━━ Data for this exercise ━━
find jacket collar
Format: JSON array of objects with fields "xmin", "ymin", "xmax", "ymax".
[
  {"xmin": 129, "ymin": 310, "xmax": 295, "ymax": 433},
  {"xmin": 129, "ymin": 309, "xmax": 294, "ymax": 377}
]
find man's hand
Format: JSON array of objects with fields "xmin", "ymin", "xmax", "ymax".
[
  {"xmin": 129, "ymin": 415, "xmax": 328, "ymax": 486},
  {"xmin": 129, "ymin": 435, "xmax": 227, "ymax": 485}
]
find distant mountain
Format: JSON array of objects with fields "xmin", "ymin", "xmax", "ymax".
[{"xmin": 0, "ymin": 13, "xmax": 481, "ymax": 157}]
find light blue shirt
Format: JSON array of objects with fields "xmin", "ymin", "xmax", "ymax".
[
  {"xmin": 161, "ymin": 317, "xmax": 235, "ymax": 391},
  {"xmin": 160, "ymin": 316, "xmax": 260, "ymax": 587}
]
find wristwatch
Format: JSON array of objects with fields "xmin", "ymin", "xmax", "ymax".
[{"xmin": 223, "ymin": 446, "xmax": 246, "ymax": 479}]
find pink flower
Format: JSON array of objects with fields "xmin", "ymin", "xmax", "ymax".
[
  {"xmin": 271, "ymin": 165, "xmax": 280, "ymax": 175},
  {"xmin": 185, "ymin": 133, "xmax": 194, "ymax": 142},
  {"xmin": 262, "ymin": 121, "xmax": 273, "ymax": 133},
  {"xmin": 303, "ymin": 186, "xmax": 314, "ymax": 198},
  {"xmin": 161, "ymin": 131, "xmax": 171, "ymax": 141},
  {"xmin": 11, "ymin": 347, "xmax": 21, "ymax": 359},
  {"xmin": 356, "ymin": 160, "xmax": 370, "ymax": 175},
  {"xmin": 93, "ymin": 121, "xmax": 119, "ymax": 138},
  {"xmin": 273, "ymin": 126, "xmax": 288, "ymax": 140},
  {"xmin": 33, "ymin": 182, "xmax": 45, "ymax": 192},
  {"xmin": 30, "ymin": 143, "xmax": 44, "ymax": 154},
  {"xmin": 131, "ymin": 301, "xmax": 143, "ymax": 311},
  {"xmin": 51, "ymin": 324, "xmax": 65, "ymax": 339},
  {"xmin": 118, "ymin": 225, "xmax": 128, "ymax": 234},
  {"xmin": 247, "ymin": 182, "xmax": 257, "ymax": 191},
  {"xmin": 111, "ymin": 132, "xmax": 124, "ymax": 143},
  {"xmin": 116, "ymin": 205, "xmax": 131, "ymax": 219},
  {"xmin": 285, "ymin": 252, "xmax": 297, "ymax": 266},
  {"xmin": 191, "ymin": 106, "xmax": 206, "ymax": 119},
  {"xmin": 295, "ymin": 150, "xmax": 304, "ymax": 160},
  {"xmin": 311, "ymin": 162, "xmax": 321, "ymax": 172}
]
━━━
→ What you will do: From the records above, quote only the lines running from the line with "find distant mountain" to the line with "find light blue shirt", both lines included.

→ Solution for this problem:
find distant mountain
Format: JSON array of objects with fields "xmin", "ymin", "xmax", "ymax".
[{"xmin": 0, "ymin": 13, "xmax": 481, "ymax": 157}]
find light blue shirt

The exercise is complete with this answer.